# [Objective]
Reproduce every line of the listing verbatim, omitting the pictures.

— Begin Supplied entries —

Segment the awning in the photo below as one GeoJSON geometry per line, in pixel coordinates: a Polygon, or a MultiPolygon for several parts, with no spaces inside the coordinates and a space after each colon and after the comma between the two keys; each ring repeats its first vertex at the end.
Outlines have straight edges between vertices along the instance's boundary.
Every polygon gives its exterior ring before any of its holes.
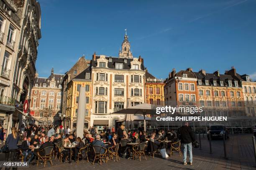
{"type": "Polygon", "coordinates": [[[105,125],[108,124],[108,120],[94,120],[93,124],[105,125]]]}

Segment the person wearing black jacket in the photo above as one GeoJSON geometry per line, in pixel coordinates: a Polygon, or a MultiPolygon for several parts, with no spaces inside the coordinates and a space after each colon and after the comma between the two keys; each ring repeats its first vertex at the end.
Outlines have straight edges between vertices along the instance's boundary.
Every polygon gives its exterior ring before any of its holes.
{"type": "Polygon", "coordinates": [[[38,157],[38,152],[39,152],[39,154],[40,155],[44,155],[45,152],[44,150],[44,149],[50,146],[53,146],[52,142],[49,142],[49,137],[46,137],[44,140],[44,143],[41,145],[40,147],[38,149],[32,150],[32,151],[34,152],[34,155],[36,155],[37,157],[38,157]]]}
{"type": "Polygon", "coordinates": [[[24,140],[21,143],[21,150],[23,155],[23,161],[26,162],[28,156],[30,155],[30,158],[28,160],[28,162],[30,162],[34,157],[34,154],[31,150],[31,147],[33,147],[32,143],[31,142],[31,137],[28,137],[27,140],[24,140]]]}
{"type": "Polygon", "coordinates": [[[195,141],[195,136],[191,127],[189,126],[188,122],[185,122],[184,125],[182,126],[178,130],[179,138],[181,140],[183,148],[183,162],[187,165],[187,151],[188,150],[189,155],[189,163],[192,165],[192,142],[195,141]]]}

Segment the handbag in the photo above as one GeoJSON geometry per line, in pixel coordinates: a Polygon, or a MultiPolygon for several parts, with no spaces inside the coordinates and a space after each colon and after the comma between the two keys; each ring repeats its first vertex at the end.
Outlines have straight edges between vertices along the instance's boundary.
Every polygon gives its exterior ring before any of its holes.
{"type": "Polygon", "coordinates": [[[6,143],[2,148],[2,152],[3,153],[8,153],[9,152],[9,148],[8,147],[8,145],[6,143]]]}
{"type": "Polygon", "coordinates": [[[167,154],[167,152],[166,152],[166,149],[165,148],[162,149],[160,150],[160,153],[161,154],[161,156],[163,158],[166,158],[166,157],[168,157],[169,156],[168,156],[168,154],[167,154]]]}

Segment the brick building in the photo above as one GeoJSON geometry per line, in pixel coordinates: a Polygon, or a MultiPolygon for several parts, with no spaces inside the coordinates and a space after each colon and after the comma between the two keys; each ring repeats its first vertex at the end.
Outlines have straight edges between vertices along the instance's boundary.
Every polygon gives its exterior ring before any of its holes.
{"type": "Polygon", "coordinates": [[[53,68],[48,78],[36,76],[30,103],[31,114],[41,124],[59,125],[64,74],[54,73],[53,68]]]}

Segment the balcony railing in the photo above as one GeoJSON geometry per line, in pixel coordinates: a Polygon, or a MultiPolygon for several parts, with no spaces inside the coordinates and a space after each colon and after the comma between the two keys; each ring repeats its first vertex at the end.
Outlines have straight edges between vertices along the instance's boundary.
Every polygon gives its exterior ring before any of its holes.
{"type": "Polygon", "coordinates": [[[13,40],[7,40],[7,43],[6,45],[9,46],[10,48],[13,49],[14,48],[14,44],[15,43],[15,41],[14,41],[13,40]]]}
{"type": "MultiPolygon", "coordinates": [[[[15,6],[15,5],[14,5],[15,6]]],[[[3,1],[0,0],[0,9],[9,15],[13,21],[19,25],[20,23],[20,19],[13,13],[10,8],[3,1]]]]}
{"type": "Polygon", "coordinates": [[[10,70],[7,69],[6,67],[2,66],[2,71],[1,72],[1,75],[7,78],[9,78],[10,76],[10,70]]]}
{"type": "Polygon", "coordinates": [[[3,43],[3,36],[5,33],[2,31],[0,31],[0,41],[3,43]]]}
{"type": "Polygon", "coordinates": [[[15,106],[16,103],[16,100],[14,98],[5,96],[0,96],[0,104],[15,106]]]}

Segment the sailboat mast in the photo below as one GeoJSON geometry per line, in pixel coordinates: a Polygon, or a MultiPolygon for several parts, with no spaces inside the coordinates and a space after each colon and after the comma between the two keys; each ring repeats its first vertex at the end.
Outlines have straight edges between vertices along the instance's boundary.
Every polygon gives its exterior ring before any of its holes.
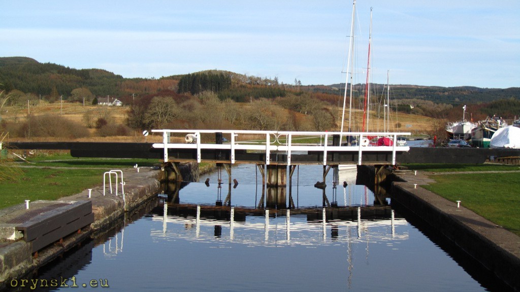
{"type": "MultiPolygon", "coordinates": [[[[352,55],[353,53],[353,47],[354,47],[354,17],[355,16],[356,11],[356,0],[354,0],[354,4],[352,5],[352,21],[350,23],[350,40],[349,41],[348,44],[348,60],[347,61],[347,77],[345,81],[345,94],[343,95],[343,113],[341,115],[341,131],[343,131],[343,124],[345,121],[345,106],[346,104],[347,100],[347,88],[348,86],[348,74],[349,71],[350,71],[350,109],[349,110],[349,113],[352,112],[352,70],[350,68],[350,59],[352,58],[352,55]]],[[[348,114],[348,130],[350,130],[350,114],[348,114]]],[[[340,145],[341,145],[341,139],[342,136],[340,136],[340,145]]]]}
{"type": "Polygon", "coordinates": [[[367,83],[365,86],[365,106],[363,107],[363,127],[361,131],[365,131],[365,121],[366,120],[367,130],[368,130],[369,107],[370,104],[370,47],[372,44],[372,7],[370,7],[370,29],[368,35],[368,58],[367,61],[367,83]]]}
{"type": "Polygon", "coordinates": [[[387,132],[390,131],[390,70],[386,71],[386,130],[387,132]]]}

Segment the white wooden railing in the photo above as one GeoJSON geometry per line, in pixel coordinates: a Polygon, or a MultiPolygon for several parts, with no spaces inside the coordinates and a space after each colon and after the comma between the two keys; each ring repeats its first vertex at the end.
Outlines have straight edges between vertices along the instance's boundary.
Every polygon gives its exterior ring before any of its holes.
{"type": "Polygon", "coordinates": [[[170,149],[196,149],[197,162],[200,163],[201,150],[202,149],[230,150],[231,163],[235,163],[236,150],[255,150],[265,152],[266,164],[269,164],[270,155],[273,152],[285,153],[287,155],[287,164],[291,164],[291,154],[294,151],[322,151],[323,152],[323,165],[327,165],[327,154],[328,151],[357,152],[358,153],[358,164],[361,164],[361,154],[363,152],[388,152],[392,153],[393,164],[395,164],[396,153],[408,151],[408,146],[398,146],[397,136],[409,136],[409,132],[297,132],[284,131],[254,131],[236,130],[152,130],[153,132],[162,133],[163,142],[155,143],[154,148],[164,149],[164,162],[168,162],[168,150],[170,149]],[[202,143],[200,139],[203,134],[222,133],[223,136],[230,137],[229,141],[223,144],[202,143]],[[186,135],[187,142],[171,141],[173,135],[186,135]],[[329,141],[334,135],[339,135],[342,144],[346,144],[349,137],[360,141],[352,145],[333,146],[329,141]],[[253,136],[265,137],[259,140],[252,140],[253,136]],[[392,146],[374,146],[369,143],[367,137],[386,137],[391,139],[392,146]],[[304,143],[298,142],[302,139],[320,137],[319,143],[304,143]]]}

— End Supplied entries —

# [Task result]
Segment the awning in the photo below as one GeoJSON geometry per line, in pixel coordinates: a Polygon, or a MultiPolygon for several parts, with no spaces inside the coordinates and a space after each colon and after the comma between the two keys; each ring repeats its first vertex at the end.
Outlines have straight edges between vertices along the instance's boundary.
Every polygon gives its exterior ring before any of its holes.
{"type": "Polygon", "coordinates": [[[105,125],[108,124],[108,120],[94,120],[93,124],[105,125]]]}

Segment the person wearing black jacket in the photo above as one GeoJSON geometry per line, in pixel coordinates: a Polygon, or a MultiPolygon for several parts, with no spaces inside the coordinates and a space after each colon and after the comma between the two keys; each ring repeats its first vertex at the end.
Outlines have straight edges between vertices along the instance's boundary.
Every polygon gives its exterior ring before any of its holes.
{"type": "Polygon", "coordinates": [[[38,157],[38,152],[39,152],[39,154],[40,155],[44,155],[45,152],[44,150],[44,149],[50,146],[53,146],[52,142],[49,142],[49,137],[46,137],[44,140],[44,143],[41,145],[40,147],[38,149],[32,150],[32,151],[34,152],[34,155],[36,155],[37,157],[38,157]]]}
{"type": "Polygon", "coordinates": [[[24,140],[21,143],[21,150],[23,155],[23,161],[26,162],[28,156],[30,155],[30,158],[28,160],[28,162],[30,162],[34,157],[34,154],[31,150],[31,147],[33,147],[32,143],[31,142],[31,137],[28,137],[27,140],[24,140]]]}
{"type": "Polygon", "coordinates": [[[195,141],[195,136],[191,127],[189,126],[188,122],[185,122],[184,125],[182,126],[178,130],[179,138],[181,140],[183,148],[183,162],[187,165],[187,151],[188,150],[189,155],[189,163],[192,165],[192,142],[195,141]]]}

Segment the handbag in the photo above as one GeoJSON geometry per line, in pixel coordinates: a Polygon, or a MultiPolygon for several parts, with no spaces inside the coordinates and a space after each colon and after the comma between the two keys; each ring repeats its first vertex at the end.
Outlines have straight edges between vertices along the instance's boundary.
Every polygon gives its exterior ring before any of its holes.
{"type": "Polygon", "coordinates": [[[6,143],[2,148],[2,152],[3,153],[8,153],[9,152],[9,148],[8,147],[8,145],[6,143]]]}
{"type": "Polygon", "coordinates": [[[167,154],[167,152],[166,152],[166,149],[165,148],[162,149],[160,150],[160,153],[161,154],[161,156],[163,158],[166,158],[166,157],[168,157],[169,156],[168,156],[168,154],[167,154]]]}

Segment the brick building in the photo above as one GeoJSON geometry per line, in pixel coordinates: a Polygon, or a MultiPolygon for several parts, with no spaces inside the coordinates and a space after each colon and after the comma between the two keys; each ring repeats its first vertex at the end.
Outlines have straight edges between vertices along the instance's boundary.
Every polygon gives its exterior ring before any of its holes.
{"type": "Polygon", "coordinates": [[[53,68],[48,78],[36,76],[30,103],[31,114],[41,124],[59,125],[64,74],[54,73],[53,68]]]}

Segment the balcony railing in the photo above as one GeoJSON geometry per line, in pixel coordinates: a Polygon, or a MultiPolygon for several parts, with no spaces inside the coordinates and a space after each colon and after the comma between the two keys; each ring repeats its first vertex at the end.
Outlines have straight edges between vertices along the instance's boundary.
Every polygon gives its exterior ring before any of its holes.
{"type": "Polygon", "coordinates": [[[13,40],[7,40],[7,43],[6,45],[9,46],[10,48],[13,49],[14,48],[14,44],[15,43],[15,41],[14,41],[13,40]]]}
{"type": "MultiPolygon", "coordinates": [[[[15,6],[15,5],[14,5],[15,6]]],[[[3,1],[0,0],[0,9],[9,15],[13,21],[19,25],[20,23],[20,19],[13,13],[10,8],[3,1]]]]}
{"type": "Polygon", "coordinates": [[[10,70],[7,69],[6,67],[2,66],[2,71],[1,72],[1,75],[7,78],[9,78],[10,76],[10,70]]]}
{"type": "Polygon", "coordinates": [[[3,43],[3,36],[5,33],[2,31],[0,31],[0,41],[3,43]]]}
{"type": "Polygon", "coordinates": [[[15,106],[16,103],[16,100],[14,98],[5,96],[0,96],[0,104],[15,106]]]}

Segment the sailboat mast in the photo below as one GeoJSON geometry per line, in pixel coordinates: a Polygon, or a MultiPolygon for several parts, with no spaces inside the coordinates and a space after each colon and after the comma between the two keys; each ring repeats its first vertex at the end.
Outlines have straight edges between vertices along the instance's boundary.
Every polygon gives its exterior ring before any of its holes.
{"type": "MultiPolygon", "coordinates": [[[[352,55],[353,53],[353,47],[354,47],[354,17],[355,16],[356,11],[356,0],[354,0],[354,4],[352,5],[352,21],[350,23],[350,40],[349,41],[348,44],[348,60],[347,61],[347,77],[345,81],[345,94],[343,95],[343,113],[341,115],[341,131],[343,131],[343,124],[345,121],[345,106],[346,104],[347,100],[347,88],[348,86],[348,74],[349,71],[350,71],[350,109],[349,110],[349,113],[352,112],[352,70],[350,68],[350,59],[352,58],[352,55]]],[[[348,114],[348,130],[350,130],[350,114],[348,114]]],[[[340,145],[341,145],[341,139],[342,136],[340,136],[340,145]]]]}
{"type": "Polygon", "coordinates": [[[367,83],[365,86],[365,106],[363,107],[363,127],[361,131],[365,131],[365,121],[366,120],[367,130],[368,130],[369,107],[370,104],[370,47],[372,44],[372,7],[370,7],[370,29],[368,35],[368,58],[367,61],[367,83]]]}
{"type": "Polygon", "coordinates": [[[387,132],[390,131],[390,70],[386,71],[386,130],[387,132]]]}

Segment the white wooden railing in the photo above as one GeoJSON geometry per line, in pixel coordinates: a Polygon, or a MultiPolygon for several parts, with no spaces inside the coordinates and a space after each colon and after the comma between the two keys; each ring repeats its first vertex at the end.
Outlines have straight edges between vertices along the instance's boundary.
Every polygon gives its exterior ring before any of its holes.
{"type": "Polygon", "coordinates": [[[170,149],[196,149],[197,162],[200,163],[201,150],[202,149],[230,150],[231,163],[235,163],[236,150],[255,150],[265,152],[266,164],[269,164],[270,155],[273,152],[285,153],[287,155],[287,164],[291,164],[291,154],[294,151],[322,151],[323,152],[323,165],[327,165],[327,154],[328,151],[357,152],[358,153],[358,164],[361,164],[361,154],[363,152],[388,152],[392,153],[393,164],[395,164],[396,153],[408,151],[408,146],[398,146],[397,136],[409,136],[409,132],[297,132],[284,131],[254,131],[236,130],[152,130],[153,132],[162,133],[163,142],[155,143],[154,148],[164,149],[164,162],[168,162],[168,150],[170,149]],[[202,143],[200,139],[203,134],[222,133],[223,136],[230,137],[229,141],[223,144],[202,143]],[[186,135],[187,142],[171,141],[173,135],[186,135]],[[329,141],[334,135],[339,135],[342,144],[346,144],[349,137],[360,141],[352,145],[333,146],[329,141]],[[253,136],[265,137],[259,140],[252,140],[253,136]],[[392,146],[374,146],[369,143],[367,137],[386,137],[391,139],[392,146]],[[304,143],[298,142],[302,139],[320,137],[319,143],[304,143]]]}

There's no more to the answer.